SELECTED EXTRACT >>

......

At the moment, I already have my modern PC there, my arcade cabinet, 4 tall CD cabinets contained my hundreds of original DOS & Windows games and 4 big shelves showing my favorite big box DOS games.

The idea is to also fully set up my old IBM PCs of which I have three:

IBM PS/1 386SX 25Mhz
IBM Aptiva 486SX 33Mhz
IBM Aptiva P1 150Mhz

I want all three to share a single screen, keyboard, mouse and speakers. The keyboard I already bought (IBM KB-8926) and I'm currently looking for a Logitech Mouseman with three buttons for maximum game compatibility

ltmm3u.jpg

Now, I have a few problems which I could use some help with:

a) the IBM PS/1 no longer works. A few years ago I bought an Italian version of it (same specs) which also didn't work - I'm tempted to try and Frankenstein the two into one working one BUT I lack the original software which I really want. The original was in Dutch but English is fine as well. It had IBM DOS 5.0 and Windows 3.1 with a bunch of IBM specific software + when you quit Windows, you got a blue menu to help you navigate to DOS, Windows or DOSSHELL. Anyone have any idea where I might find this software? The drive originally had recovery data on it which was deleted to make more space (it took a whopping 15MB of a 85MB drive so you can imagine why it got deleted).

......

Coordinate labeling records
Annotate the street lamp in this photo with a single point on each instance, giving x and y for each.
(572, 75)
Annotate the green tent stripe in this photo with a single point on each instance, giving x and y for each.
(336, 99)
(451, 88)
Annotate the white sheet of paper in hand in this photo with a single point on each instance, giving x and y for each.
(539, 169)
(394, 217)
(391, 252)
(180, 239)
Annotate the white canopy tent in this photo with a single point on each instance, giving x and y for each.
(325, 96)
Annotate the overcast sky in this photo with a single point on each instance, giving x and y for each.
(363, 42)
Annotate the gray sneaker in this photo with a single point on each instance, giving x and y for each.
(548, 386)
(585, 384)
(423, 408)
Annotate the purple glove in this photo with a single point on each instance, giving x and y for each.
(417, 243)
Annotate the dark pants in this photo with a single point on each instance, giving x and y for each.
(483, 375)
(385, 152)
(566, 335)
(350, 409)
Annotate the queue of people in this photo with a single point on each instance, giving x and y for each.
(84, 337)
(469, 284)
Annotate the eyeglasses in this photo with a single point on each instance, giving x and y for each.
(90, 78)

......

CHALLENGE >> Copy out the full text about setting up the old IBM PCs, word for word from start to finish.

FINISHED TASK >>
At the moment, I already have my modern PC there, my arcade cabinet, 4 tall CD cabinets contained my hundreds of original DOS & Windows games and 4 big shelves showing my favorite big box DOS games.

The idea is to also fully set up my old IBM PCs of which I have three:

IBM PS/1 386SX 25Mhz
IBM Aptiva 486SX 33Mhz
IBM Aptiva P1 150Mhz

I want all three to share a single screen, keyboard, mouse and speakers. The keyboard I already bought (IBM KB-8926) and I'm currently looking for a Logitech Mouseman with three buttons for maximum game compatibility

ltmm3u.jpg

Now, I have a few problems which I could use some help with:

a) the IBM PS/1 no longer works. A few years ago I bought an Italian version of it (same specs) which also didn't work - I'm tempted to try and Frankenstein the two into one working one BUT I lack the original software which I really want. The original was in Dutch but English is fine as well. It had IBM DOS 5.0 and Windows 3.1 with a bunch of IBM specific software + when you quit Windows, you got a blue menu to help you navigate to DOS, Windows or DOSSHELL. Anyone have any idea where I might find this software? The drive originally had recovery data on it which was deleted to make more space (it took a whopping 15MB of a 85MB drive so you can imagine why it got deleted).